Locate each line in the records below that contains the word "small" and copy those lines.
begin GIVEN RECORDS
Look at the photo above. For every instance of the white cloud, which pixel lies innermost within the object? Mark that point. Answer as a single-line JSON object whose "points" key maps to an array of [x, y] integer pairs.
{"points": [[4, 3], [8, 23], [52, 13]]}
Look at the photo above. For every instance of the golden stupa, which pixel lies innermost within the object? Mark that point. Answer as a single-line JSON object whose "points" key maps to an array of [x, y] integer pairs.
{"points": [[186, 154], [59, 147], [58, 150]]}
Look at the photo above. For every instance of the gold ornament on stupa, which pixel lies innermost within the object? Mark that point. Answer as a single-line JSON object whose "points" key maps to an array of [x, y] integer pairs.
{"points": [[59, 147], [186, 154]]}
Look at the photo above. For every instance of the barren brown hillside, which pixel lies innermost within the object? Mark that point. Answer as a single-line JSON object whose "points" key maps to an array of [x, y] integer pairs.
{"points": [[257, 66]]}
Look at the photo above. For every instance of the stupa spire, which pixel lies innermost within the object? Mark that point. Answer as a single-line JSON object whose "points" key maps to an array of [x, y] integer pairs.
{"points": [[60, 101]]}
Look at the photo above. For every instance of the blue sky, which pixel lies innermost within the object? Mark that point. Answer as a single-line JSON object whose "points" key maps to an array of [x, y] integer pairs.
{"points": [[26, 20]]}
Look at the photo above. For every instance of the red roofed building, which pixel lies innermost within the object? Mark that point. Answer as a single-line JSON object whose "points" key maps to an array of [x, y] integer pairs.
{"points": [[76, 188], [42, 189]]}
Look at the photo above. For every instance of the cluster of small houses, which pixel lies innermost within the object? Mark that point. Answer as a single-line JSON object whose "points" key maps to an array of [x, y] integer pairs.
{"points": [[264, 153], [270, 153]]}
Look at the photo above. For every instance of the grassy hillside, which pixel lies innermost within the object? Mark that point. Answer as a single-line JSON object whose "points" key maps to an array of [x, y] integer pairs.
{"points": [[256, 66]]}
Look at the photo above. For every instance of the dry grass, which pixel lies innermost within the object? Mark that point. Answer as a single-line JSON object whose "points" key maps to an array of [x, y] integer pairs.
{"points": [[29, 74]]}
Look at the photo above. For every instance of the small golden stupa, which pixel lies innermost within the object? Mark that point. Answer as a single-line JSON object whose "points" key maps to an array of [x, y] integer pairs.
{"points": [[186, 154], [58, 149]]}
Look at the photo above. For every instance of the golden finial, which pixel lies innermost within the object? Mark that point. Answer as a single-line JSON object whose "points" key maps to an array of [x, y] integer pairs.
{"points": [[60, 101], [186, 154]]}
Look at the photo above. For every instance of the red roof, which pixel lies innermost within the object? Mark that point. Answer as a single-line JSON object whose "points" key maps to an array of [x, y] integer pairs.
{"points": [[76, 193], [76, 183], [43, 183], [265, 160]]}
end GIVEN RECORDS
begin GIVEN RECORDS
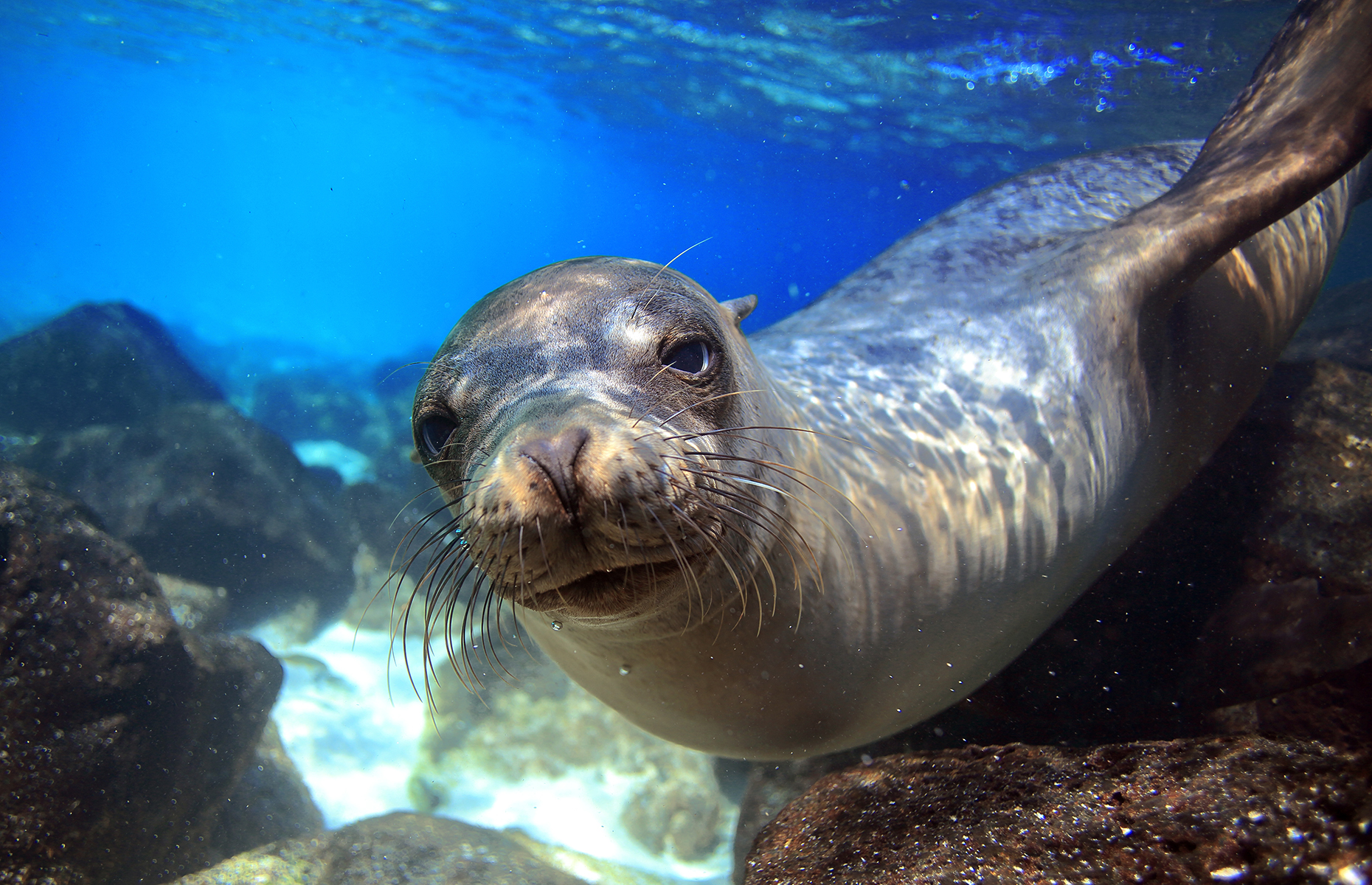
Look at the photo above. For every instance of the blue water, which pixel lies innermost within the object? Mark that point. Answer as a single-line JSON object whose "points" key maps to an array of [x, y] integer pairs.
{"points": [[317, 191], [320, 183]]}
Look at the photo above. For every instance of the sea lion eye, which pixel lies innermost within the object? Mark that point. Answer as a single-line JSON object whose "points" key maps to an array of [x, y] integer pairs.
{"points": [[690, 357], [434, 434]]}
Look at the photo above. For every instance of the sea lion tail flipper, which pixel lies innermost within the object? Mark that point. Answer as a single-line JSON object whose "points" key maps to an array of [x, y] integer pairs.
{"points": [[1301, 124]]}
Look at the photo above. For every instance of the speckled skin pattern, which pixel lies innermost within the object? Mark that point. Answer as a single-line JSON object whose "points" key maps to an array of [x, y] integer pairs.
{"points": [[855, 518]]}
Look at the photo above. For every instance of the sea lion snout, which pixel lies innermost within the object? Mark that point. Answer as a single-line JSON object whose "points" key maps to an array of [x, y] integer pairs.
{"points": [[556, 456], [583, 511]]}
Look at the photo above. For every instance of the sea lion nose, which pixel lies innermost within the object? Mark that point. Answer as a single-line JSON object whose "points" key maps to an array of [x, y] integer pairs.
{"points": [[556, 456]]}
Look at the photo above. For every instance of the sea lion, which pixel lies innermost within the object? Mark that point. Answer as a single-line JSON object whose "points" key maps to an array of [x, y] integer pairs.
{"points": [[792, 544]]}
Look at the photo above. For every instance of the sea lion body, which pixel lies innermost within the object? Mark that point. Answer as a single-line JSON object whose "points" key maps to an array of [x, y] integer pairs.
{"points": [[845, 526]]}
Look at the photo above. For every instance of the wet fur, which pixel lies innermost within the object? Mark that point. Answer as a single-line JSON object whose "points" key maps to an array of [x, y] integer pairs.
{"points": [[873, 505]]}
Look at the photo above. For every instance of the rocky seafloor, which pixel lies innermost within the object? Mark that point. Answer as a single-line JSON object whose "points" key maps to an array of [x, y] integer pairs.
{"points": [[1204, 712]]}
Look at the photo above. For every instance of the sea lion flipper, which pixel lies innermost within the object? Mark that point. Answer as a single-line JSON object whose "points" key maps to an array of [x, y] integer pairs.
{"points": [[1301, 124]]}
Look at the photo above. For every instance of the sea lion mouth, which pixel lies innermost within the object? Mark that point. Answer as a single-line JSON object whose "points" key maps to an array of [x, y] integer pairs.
end GIVEN RECORDS
§ **THE RESPONSE**:
Look at the photo above. For every instance of the cluster of small houses, which pixel lies innermost within the object? Mark that point. Answer as a single-line JSON object whose "points" key maps to an array of [x, y] integer pairs.
Look at the photo above. For every instance of the small golden stupa, which pixel lies innermost within the object? Mark that point. Answer as a single-line JSON object whose "points" key maps to an array of [x, y] integer pairs.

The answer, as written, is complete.